Change every "photo" in the listing below to "image", keeping all other text as it is. Omit the pictures from your version.

— START OF DATA SECTION —

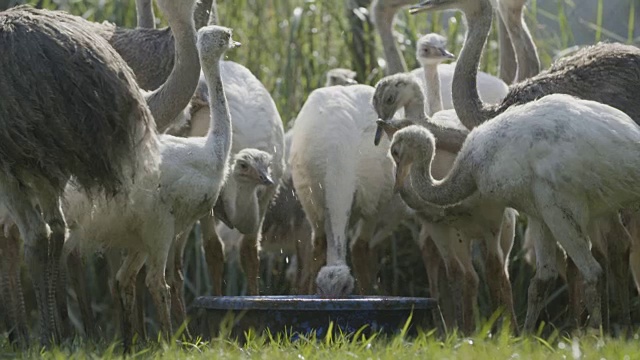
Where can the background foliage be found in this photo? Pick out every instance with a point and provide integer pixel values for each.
(289, 45)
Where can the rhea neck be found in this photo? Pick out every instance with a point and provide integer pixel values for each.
(452, 189)
(466, 100)
(383, 18)
(522, 42)
(167, 101)
(241, 202)
(432, 81)
(219, 135)
(144, 14)
(414, 108)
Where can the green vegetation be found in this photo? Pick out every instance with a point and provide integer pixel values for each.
(289, 45)
(424, 346)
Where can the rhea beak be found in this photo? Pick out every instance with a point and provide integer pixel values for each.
(427, 5)
(220, 212)
(350, 81)
(388, 128)
(265, 179)
(402, 171)
(447, 54)
(376, 140)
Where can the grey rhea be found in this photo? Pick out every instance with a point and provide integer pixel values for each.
(52, 129)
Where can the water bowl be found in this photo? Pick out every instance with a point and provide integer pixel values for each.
(303, 314)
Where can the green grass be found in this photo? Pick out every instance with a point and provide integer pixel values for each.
(423, 346)
(289, 45)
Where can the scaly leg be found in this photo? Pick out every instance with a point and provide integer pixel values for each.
(157, 285)
(34, 232)
(213, 252)
(361, 257)
(545, 248)
(11, 288)
(249, 259)
(126, 288)
(175, 278)
(567, 222)
(76, 269)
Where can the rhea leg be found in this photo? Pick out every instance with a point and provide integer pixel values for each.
(213, 252)
(461, 246)
(436, 273)
(360, 256)
(618, 241)
(496, 265)
(441, 236)
(319, 257)
(37, 250)
(175, 278)
(126, 288)
(11, 287)
(545, 248)
(250, 244)
(76, 269)
(567, 221)
(599, 252)
(157, 285)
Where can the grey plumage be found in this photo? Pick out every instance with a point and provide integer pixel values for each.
(54, 120)
(608, 73)
(70, 109)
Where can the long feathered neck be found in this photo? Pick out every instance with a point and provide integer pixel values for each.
(168, 100)
(202, 13)
(432, 80)
(383, 19)
(507, 64)
(454, 188)
(522, 42)
(241, 203)
(414, 108)
(449, 139)
(144, 14)
(219, 135)
(466, 100)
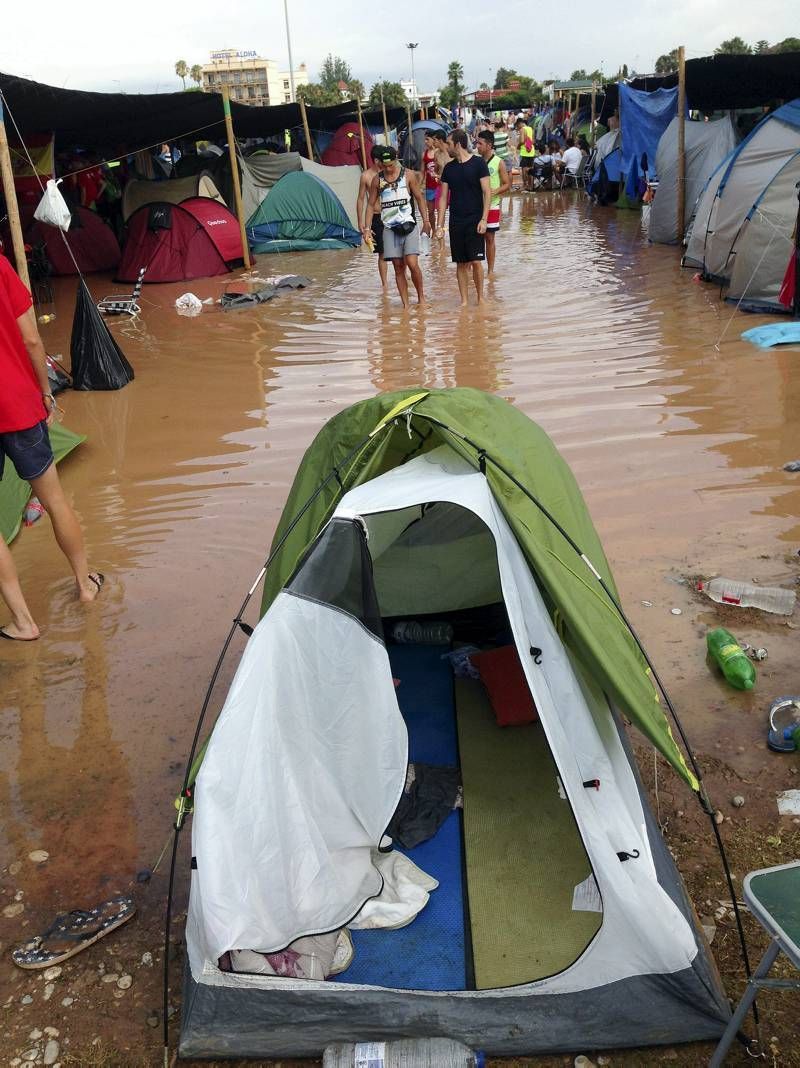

— END OF DATA SECTION —

RESULT OF THIS EXERCISE:
Where can the background foliage be found in this image? Pick out every instance with a point and provide integer pixel values for each.
(289, 45)
Where can the rhea neck be found in this image? Pick out every instance with a point and provide integer pixel values for each.
(452, 189)
(466, 100)
(383, 18)
(522, 42)
(167, 101)
(241, 202)
(432, 81)
(219, 135)
(144, 14)
(414, 108)
Where can the green vegetation be found in this image? Pick out every instance with a point and provide integer pixel values for each.
(289, 45)
(424, 346)
Where can the rhea beak be found in this image? Pick out every instance with a point and provide integer pixel values for each.
(427, 5)
(220, 212)
(350, 81)
(388, 128)
(265, 179)
(402, 171)
(447, 54)
(376, 140)
Where can the grey rhea be found in this image? Pick out every instance with a point and provide integer pixel values for each.
(52, 129)
Where can the water bowl be found in this image? Pick out every instance with a point and provide integer pixel values for each.
(303, 314)
Where can the green grass be found in this image? Pick out every instance with a point and provide integer pixel values for each.
(423, 346)
(289, 45)
Where can the scaly leg be found in this image? Pick out every instance with a point and provide integer pixel values for each.
(157, 285)
(34, 232)
(213, 252)
(361, 257)
(545, 248)
(11, 288)
(249, 259)
(126, 288)
(175, 278)
(567, 222)
(76, 269)
Where can the rhea leg be found in this image? Pick out every instance with a point and provide integer pixel values for each.
(213, 252)
(461, 246)
(436, 273)
(360, 256)
(618, 241)
(496, 265)
(441, 236)
(319, 257)
(37, 250)
(175, 278)
(126, 288)
(11, 287)
(545, 248)
(250, 244)
(76, 269)
(567, 221)
(599, 252)
(157, 285)
Where can the grey plumage be found in this image? Pick out every instance with a point and provide integer pixel values for each.
(54, 120)
(608, 73)
(70, 109)
Where can the long feathered neck be found in this image? Pick out every instance with a point and provide integer pixel values for each.
(168, 100)
(202, 13)
(432, 80)
(383, 19)
(507, 64)
(454, 188)
(522, 42)
(241, 203)
(414, 108)
(449, 139)
(144, 14)
(219, 135)
(466, 100)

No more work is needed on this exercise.